Scan the material for the string "below" and copy out every line in which it occurs.

___ Exercise data ___

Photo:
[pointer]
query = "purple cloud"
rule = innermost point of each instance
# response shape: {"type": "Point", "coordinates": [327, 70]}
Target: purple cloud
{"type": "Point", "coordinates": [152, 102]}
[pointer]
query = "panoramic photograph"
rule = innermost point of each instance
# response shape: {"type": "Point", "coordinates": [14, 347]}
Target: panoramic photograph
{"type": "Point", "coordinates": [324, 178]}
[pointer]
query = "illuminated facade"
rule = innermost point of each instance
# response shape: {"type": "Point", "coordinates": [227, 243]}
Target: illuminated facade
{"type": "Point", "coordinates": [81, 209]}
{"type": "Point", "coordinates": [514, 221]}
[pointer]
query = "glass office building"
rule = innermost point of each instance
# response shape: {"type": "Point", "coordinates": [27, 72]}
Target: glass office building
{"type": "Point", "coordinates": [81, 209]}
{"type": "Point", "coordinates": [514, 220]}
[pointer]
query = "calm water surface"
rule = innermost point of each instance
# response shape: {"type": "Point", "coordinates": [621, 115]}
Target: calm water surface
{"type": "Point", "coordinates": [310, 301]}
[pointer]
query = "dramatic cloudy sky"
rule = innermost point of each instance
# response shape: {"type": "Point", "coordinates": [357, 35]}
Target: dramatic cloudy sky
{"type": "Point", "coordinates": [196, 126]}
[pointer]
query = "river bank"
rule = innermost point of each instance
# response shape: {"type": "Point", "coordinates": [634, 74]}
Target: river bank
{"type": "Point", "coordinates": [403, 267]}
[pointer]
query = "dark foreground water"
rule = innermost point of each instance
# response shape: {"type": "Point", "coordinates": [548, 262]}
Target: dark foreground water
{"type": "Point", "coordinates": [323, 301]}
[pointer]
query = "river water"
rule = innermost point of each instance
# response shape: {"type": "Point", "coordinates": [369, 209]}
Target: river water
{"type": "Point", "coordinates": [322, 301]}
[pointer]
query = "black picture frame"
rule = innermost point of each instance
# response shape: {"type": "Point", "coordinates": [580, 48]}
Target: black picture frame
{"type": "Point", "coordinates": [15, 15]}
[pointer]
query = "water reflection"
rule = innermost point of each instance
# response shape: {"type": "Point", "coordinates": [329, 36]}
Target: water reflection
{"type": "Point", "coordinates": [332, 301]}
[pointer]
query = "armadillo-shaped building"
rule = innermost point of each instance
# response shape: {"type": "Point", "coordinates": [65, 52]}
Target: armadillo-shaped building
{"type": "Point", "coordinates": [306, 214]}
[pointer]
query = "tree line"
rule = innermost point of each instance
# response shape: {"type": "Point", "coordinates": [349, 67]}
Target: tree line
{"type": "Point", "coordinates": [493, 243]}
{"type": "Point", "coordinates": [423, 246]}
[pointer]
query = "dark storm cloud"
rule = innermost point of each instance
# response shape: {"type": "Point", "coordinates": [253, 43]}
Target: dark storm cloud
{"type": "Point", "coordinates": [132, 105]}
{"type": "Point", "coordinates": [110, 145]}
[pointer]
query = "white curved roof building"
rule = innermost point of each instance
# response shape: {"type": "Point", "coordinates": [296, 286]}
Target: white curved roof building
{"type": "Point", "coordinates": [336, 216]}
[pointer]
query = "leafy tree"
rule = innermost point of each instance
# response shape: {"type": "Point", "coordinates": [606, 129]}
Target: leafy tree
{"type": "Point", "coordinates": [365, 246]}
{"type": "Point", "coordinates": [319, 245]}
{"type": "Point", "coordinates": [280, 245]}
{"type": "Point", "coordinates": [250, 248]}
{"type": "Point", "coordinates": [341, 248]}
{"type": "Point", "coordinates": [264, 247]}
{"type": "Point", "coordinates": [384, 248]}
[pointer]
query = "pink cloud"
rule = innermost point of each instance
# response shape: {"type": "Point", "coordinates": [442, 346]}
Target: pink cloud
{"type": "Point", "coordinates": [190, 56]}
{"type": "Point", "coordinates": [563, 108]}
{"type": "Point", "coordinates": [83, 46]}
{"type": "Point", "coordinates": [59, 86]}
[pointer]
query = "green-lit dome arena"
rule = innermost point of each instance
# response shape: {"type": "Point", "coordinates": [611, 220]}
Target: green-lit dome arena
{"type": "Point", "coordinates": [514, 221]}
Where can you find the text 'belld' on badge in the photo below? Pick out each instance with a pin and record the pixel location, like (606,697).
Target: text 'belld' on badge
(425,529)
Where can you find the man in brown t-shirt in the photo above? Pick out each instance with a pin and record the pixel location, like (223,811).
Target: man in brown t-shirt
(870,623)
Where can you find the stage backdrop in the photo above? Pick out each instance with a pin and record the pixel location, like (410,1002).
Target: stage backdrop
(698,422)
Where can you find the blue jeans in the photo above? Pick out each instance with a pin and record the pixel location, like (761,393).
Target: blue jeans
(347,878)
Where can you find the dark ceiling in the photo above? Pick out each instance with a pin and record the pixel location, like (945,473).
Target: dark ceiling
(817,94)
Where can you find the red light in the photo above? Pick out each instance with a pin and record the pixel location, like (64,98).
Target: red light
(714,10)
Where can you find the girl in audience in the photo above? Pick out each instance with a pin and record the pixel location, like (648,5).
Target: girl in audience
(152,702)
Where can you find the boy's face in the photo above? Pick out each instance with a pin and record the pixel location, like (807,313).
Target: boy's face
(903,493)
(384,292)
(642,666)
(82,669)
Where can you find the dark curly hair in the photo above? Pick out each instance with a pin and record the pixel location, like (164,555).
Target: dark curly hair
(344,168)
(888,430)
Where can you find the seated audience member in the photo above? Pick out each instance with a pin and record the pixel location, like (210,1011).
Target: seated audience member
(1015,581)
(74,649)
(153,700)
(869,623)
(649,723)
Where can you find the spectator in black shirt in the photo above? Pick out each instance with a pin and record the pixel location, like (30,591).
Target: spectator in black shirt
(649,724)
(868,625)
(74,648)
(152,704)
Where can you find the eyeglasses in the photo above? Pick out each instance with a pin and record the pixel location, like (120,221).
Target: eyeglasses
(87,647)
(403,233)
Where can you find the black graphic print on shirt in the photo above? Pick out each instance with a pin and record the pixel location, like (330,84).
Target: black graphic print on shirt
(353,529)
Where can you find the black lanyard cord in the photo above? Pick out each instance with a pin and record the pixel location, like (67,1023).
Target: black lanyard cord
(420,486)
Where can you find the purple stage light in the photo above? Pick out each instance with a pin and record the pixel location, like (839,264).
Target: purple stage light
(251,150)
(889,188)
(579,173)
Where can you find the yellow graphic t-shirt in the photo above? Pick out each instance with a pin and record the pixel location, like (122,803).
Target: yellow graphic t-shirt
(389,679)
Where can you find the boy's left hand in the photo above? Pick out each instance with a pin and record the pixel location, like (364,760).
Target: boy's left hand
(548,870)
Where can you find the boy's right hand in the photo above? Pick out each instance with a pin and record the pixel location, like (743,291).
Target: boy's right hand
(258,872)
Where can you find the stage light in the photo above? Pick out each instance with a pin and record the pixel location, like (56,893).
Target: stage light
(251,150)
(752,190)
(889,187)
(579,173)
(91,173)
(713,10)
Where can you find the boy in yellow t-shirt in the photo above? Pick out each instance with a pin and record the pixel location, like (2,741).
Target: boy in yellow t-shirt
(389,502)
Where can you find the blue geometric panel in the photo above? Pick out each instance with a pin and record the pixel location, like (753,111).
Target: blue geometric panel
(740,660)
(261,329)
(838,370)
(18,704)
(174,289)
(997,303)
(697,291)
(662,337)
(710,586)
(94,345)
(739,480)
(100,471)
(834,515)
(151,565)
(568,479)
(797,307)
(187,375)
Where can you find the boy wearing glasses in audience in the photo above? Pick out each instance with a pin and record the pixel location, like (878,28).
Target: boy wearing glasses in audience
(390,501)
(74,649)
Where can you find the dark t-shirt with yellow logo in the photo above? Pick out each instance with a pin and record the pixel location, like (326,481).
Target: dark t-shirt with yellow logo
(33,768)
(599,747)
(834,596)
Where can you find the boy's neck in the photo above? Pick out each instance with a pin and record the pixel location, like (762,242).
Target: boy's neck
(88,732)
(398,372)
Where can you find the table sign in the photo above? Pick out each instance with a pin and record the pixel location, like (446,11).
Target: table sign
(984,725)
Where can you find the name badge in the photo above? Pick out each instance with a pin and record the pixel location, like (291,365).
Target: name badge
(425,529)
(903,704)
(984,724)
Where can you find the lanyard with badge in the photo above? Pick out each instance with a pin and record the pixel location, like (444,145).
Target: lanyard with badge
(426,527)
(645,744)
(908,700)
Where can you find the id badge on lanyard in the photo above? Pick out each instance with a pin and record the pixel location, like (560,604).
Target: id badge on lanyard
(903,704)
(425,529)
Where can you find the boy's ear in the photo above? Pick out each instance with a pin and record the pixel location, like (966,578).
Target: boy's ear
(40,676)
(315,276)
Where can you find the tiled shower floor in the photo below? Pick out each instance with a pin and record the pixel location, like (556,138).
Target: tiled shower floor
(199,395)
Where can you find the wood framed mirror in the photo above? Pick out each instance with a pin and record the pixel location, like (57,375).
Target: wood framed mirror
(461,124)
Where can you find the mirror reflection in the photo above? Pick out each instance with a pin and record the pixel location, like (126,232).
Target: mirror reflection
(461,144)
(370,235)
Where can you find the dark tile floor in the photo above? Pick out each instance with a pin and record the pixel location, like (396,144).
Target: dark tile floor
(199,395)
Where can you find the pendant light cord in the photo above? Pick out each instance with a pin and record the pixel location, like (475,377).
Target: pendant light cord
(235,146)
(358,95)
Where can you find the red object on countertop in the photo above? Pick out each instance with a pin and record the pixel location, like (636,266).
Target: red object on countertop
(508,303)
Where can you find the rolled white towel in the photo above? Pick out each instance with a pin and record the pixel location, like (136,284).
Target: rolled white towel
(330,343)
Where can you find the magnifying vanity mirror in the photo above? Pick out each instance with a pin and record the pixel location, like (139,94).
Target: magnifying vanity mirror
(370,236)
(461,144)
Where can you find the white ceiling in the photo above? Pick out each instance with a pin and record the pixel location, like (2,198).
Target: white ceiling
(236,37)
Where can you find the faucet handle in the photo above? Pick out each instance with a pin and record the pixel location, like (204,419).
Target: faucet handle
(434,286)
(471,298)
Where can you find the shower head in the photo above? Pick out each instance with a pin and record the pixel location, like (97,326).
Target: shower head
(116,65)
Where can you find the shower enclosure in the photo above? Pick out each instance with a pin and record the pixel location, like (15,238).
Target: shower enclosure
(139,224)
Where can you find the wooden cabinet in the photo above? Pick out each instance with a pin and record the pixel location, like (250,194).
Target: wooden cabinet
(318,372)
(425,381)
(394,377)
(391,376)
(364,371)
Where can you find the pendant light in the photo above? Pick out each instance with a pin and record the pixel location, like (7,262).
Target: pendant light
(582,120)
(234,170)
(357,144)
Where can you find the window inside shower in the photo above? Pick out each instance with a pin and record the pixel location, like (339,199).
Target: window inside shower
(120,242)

___

Finished exercise
Where can you find the text 'belld' on badge in the photo below? Pick out each instance with a pin and record the pixel location, like (606,697).
Where can you find the tiled shower floor in the photo below? Pick out each instance with a pin and record the pixel location, like (556,138).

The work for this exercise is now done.